● **Work to complete**:
List every line of the items below that contains the string "wrench". The match is case-sensitive.

● **Given records**:
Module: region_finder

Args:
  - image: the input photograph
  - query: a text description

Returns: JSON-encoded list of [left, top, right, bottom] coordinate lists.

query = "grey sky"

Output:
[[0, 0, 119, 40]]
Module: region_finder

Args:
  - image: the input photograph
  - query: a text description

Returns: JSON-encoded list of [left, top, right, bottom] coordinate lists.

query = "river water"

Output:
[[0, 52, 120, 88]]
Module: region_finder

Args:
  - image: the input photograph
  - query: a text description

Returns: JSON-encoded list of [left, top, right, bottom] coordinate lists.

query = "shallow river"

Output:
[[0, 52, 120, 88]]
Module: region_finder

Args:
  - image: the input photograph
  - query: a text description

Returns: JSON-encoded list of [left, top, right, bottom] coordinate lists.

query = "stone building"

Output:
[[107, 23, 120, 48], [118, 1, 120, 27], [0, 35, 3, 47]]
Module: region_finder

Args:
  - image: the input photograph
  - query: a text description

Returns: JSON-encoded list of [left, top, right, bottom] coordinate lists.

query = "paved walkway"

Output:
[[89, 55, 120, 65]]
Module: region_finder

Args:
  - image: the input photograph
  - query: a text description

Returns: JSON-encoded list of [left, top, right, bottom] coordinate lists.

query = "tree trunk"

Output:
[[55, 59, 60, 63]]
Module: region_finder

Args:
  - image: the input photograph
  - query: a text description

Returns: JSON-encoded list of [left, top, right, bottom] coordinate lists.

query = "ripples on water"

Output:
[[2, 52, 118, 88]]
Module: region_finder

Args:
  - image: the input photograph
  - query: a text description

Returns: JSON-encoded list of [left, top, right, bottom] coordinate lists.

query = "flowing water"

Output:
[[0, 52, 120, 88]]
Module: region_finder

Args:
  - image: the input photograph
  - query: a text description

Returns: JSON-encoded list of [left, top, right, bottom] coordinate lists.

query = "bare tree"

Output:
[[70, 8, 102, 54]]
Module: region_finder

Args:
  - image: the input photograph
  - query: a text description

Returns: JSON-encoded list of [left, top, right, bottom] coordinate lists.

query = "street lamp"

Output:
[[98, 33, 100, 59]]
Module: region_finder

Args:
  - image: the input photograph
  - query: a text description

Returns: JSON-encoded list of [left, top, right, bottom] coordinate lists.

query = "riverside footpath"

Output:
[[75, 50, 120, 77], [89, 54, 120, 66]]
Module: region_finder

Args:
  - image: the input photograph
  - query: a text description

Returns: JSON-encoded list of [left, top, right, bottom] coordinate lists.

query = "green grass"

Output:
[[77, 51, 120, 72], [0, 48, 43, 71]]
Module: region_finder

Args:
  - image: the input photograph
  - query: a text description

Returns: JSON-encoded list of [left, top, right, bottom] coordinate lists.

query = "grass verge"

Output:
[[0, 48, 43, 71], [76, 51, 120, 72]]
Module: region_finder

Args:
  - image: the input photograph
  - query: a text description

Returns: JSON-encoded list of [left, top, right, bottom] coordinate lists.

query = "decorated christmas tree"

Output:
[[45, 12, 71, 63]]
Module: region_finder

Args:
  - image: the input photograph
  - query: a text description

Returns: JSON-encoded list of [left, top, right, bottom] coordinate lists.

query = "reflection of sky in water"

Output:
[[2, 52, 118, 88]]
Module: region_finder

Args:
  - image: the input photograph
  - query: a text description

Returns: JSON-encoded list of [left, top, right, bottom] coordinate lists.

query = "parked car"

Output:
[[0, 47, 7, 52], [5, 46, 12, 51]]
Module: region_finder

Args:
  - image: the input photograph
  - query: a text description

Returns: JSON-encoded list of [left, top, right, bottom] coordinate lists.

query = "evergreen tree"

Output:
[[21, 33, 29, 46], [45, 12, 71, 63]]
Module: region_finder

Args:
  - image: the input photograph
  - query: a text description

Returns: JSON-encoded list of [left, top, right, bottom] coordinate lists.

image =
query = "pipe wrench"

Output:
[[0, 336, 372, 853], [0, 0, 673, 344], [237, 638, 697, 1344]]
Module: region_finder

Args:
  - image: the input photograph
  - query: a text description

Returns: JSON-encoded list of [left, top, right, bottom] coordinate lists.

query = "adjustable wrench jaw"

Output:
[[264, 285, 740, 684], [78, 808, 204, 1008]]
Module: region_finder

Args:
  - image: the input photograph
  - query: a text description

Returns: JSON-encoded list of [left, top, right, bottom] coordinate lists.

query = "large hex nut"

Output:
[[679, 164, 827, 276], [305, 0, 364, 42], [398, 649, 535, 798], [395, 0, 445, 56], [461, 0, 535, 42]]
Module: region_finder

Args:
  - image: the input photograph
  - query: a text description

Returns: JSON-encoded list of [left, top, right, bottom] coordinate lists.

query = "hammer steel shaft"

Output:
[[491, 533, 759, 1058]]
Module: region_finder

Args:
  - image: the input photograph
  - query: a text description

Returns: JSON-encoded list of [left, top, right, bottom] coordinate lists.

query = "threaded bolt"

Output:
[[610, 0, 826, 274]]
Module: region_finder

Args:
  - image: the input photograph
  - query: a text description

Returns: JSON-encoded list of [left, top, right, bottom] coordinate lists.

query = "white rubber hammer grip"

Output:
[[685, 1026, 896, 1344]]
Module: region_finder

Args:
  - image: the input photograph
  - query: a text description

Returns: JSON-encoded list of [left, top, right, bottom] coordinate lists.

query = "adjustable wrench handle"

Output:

● **Full output**:
query = "pipe wrench"
query = "adjustable wrench jaw"
query = "adjustable wrench handle"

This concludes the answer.